◆ Quellauszug

Der Compiler sagt mir dass er 8 Parameter erwartet aber er keine 8 bekäme!
Allerdings sind beides 8 Felder. 
(Alle neue_person Variabeln sind Strings!)

Das ist meine erste Clientanwendung also habt bitte etwas Nachsicht ;-)

Schonmal danke im vorraus für eure Hilfe 

Der Programmierer


----------



## Gast (20. Jan 2007)

das wundert mich jetzt das der compiler deine sqlstatements überprüft 

du darfst natürlich nicht z.B. neue_person.name als String in die Anfrage schreiben:

"VALUES("+neue_person.name+","+...


----------



## L-ectron-X (20. Jan 2007)

und das


> );");


kann auch nicht sein.


----------



## André Uhres (20. Jan 2007)

Bei MS Access ist das Semicolon wohl nicht nötig, 
aber einige Datenbankprogramme verlangen es am Ende jedes SQL Statements.

◆ Erforderliche Schritte
1. Welche Verfassernamen stehen im Forenthread zum SQL-Fehler hinter „##“ vor einem Datum? Gib alle an.
2. Setze den Forenthread zum SQL-Fehler bitte im Anschluss an seinen letzten Satz fort.
Die Daten spielen hier keine Rolle.

◆ Datenauszug
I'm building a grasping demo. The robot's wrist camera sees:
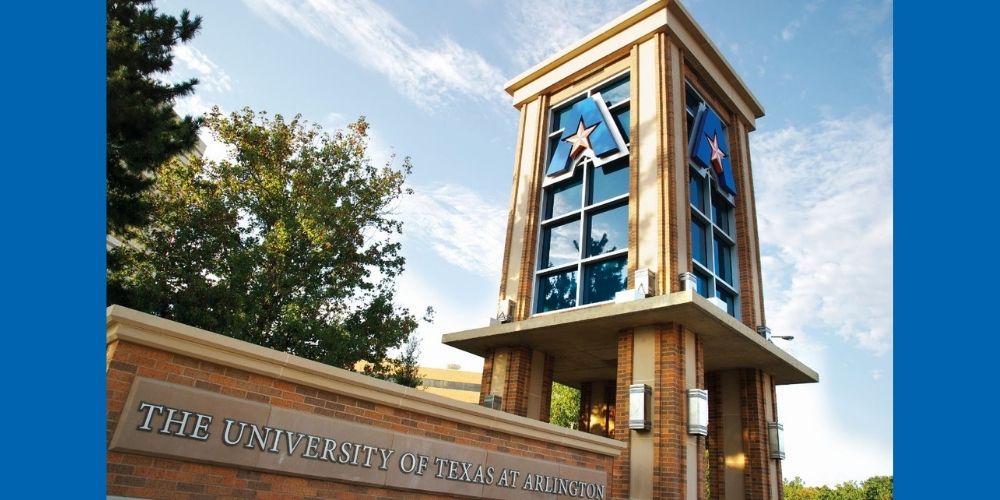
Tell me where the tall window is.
[685,85,740,317]
[534,75,630,313]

◆ Ergebnisse je Aufgabe
1. Gast, L-ectron-X, André Uhres

2.
----------



## Der Programmierer (21. Jan 2007)

das mit dem Semikolon steht so in meinem Buch und wie soll ich sonst die Strings übergeben als als normale Strings halt?


----------



## André Uhres (21. Jan 2007)

Der Programmierer hat gesagt.:
			
		

> das mit dem Semikolon steht so in meinem Buch und
> wie soll ich sonst die Strings übergeben als als normale Strings halt?


Du musst Strings und Variablen mit + aneinanderketten. Siehe oben Beitrag von Gast.


----------



## Der Programmierer (21. Jan 2007)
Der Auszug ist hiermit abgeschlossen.